▸ **PROBLEMS TO SOLVE**:
A - Set down, word for word, the part of the commentary on Gotthelf that opens with the words containing "Rankin doesn't mention" and closes with "of one's own).".
B - Answer these questions from the commentary on Gotthelf, one answer per line, marked the same way:
(i) In the first internal story, what do the villagers end up trying to prevent?
(ii) Which philosopher does Rankin not mention?
(iii) Besides being evil, what kind of woman is Christine described as?
C - Please carry the commentary on Gotthelf forward, beginning right after its final sentence.

▸ **PASSAGE SHOWN**:
The villagers' self-centredness is reflected in an exaggerated, grotesque way in the internal narratives, especially the first one. There, the villagers end up trying to prevent a child's baptism, being prepared to sacrifice this potential new member of their community for the sake of their own material well-being. By contrast, the heroes in both internal stories display a thoroughly selfless devotion to the well-being of others (children in both cases).
Rankin doesn't mention Kant, but Kantian ethics fit nicely into Gotthelf's lesson, especially the Kantian idea that one ought never to treat others wholly as means but always as ends in themselves. The villagers in the framing story treat each other as mere means to self-praise, or to the ehancement of their reputations, showing little real concern for another person as an end in himself or herself (a locus of intrinsic value that may call for the sacrifice of something of one's own).
Finally, there is, sadly, blatant sexism in Gotthelf's work. For instance, in the second internal story there is this description of a male character: "... his will lay bound by that of his womenfolk, and such dependence is certainly a heavy sin for any man. ..." (p. 206). Again, we find this description of the fool who set the spider free: "... in the company at large he was like a ravening wolf and behaved as if he hated everyone, as if he wanted to outdo them all in wild deeds and words; but men like that are supposed to be just the most attractive to women." (p. 202) Also, Christine, an evil woman, is an assertive woman, and these traits seem to be linked in Gotthelf's view. (Worse still, she's from out of town!)

▸ **Dataset items**:
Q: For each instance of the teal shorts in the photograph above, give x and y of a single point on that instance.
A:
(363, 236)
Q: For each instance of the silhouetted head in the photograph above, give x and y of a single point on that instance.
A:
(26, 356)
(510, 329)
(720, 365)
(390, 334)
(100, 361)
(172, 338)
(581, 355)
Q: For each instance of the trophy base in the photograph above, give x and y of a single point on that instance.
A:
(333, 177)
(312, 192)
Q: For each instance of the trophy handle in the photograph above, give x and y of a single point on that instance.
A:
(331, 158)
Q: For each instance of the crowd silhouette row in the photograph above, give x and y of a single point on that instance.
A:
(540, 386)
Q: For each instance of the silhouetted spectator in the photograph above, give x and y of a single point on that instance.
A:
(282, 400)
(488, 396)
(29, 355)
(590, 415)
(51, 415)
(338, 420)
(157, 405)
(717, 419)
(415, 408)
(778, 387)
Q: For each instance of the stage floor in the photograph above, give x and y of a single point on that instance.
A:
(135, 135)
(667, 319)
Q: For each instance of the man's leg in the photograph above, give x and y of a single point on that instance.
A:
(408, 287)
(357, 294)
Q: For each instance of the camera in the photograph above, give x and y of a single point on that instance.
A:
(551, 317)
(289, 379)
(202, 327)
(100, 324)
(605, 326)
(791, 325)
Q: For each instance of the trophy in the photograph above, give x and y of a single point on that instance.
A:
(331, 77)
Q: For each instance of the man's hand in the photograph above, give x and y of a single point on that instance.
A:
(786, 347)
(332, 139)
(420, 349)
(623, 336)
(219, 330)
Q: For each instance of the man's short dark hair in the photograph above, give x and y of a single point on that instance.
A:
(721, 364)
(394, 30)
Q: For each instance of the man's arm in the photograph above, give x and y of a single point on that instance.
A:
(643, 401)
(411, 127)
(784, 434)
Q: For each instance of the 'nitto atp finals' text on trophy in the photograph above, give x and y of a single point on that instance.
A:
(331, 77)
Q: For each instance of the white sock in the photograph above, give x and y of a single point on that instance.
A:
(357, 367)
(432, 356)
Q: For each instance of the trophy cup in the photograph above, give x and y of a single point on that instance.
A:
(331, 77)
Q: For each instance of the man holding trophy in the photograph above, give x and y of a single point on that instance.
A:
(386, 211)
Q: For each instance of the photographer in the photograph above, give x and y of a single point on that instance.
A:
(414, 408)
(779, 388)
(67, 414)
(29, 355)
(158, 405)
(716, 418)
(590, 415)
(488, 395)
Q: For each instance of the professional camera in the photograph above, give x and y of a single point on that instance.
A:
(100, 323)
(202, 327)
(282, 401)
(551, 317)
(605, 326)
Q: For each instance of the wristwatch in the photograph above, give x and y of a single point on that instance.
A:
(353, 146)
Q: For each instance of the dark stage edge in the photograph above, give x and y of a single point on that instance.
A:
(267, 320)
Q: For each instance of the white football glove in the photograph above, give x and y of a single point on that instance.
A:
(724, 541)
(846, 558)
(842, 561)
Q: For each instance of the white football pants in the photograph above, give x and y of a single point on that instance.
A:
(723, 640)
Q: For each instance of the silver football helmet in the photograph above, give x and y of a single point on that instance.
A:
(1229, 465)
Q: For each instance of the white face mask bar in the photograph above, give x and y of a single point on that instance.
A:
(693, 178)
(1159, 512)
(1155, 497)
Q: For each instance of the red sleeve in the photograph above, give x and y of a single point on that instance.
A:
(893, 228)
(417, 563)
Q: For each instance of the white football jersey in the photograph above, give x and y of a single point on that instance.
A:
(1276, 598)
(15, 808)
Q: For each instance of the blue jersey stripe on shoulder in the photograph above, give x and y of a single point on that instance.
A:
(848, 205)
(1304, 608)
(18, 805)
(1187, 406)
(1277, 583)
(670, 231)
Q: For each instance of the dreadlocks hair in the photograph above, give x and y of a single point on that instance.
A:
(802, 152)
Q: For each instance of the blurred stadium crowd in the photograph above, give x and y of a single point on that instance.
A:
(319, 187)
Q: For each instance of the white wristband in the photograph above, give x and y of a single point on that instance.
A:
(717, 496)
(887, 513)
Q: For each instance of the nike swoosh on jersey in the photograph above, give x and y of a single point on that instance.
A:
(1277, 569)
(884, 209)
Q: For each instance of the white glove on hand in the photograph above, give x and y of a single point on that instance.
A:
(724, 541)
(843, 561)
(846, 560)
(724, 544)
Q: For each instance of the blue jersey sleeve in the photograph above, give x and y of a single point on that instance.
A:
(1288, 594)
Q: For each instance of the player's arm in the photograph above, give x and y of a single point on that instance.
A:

▸ **OUTPUTS FOR THE TASKS**:
A -
Rankin doesn't mention Kant, but Kantian ethics fit nicely into Gotthelf's lesson, especially the Kantian idea that one ought never to treat others wholly as means but always as ends in themselves. The villagers in the framing story treat each other as mere means to self-praise, or to the ehancement of their reputations, showing little real concern for another person as an end in himself or herself (a locus of intrinsic value that may call for the sacrifice of something of one's own).

B -
(i) A child's baptism.
(ii) Kant.
(iii) An assertive woman.

C -
One critic, William Collins Donahue, has a paper in which he claims to excavate, by Freudian means, a deeper, pervading misogyny in Gotthelf's novella ("The Kiss of the Spider Woman," German Quarterly 67 : 304-24). I'm not convinced. I think the sexism is all on the surface, and once we dig deeper we find less sexism. For example, in Gotthelf's novella evil takes both male and female forms, there are powerful, scary male and femal characteres, both male and female characters exhibit the chief vice of the story, male and female characters make sacrifices for the sake of the children, male and female characters learn from the internal stories, etc.
Update (August 7, 2008): I've just found another interesting reference to The Black Spider, this time by Elias Canetti. On p. 216 of the Granta version of Canetti's A Torch In My Ear (part of his autobiography), he says that when his future wife, Veza, spoke highly of Peter Altenberg's work, he (Canetti) "found this ridiculous" and "opposed Altenberg with my Swiss writers: Gotthelf's The Black Spider and Keller's 'The Three Just Kammachers'."
Update (May 6, 2009): Oneworld Classics have re-issued Waidson's translation.
Update (July 30, 2009): Bill Marx has a short review at World Books.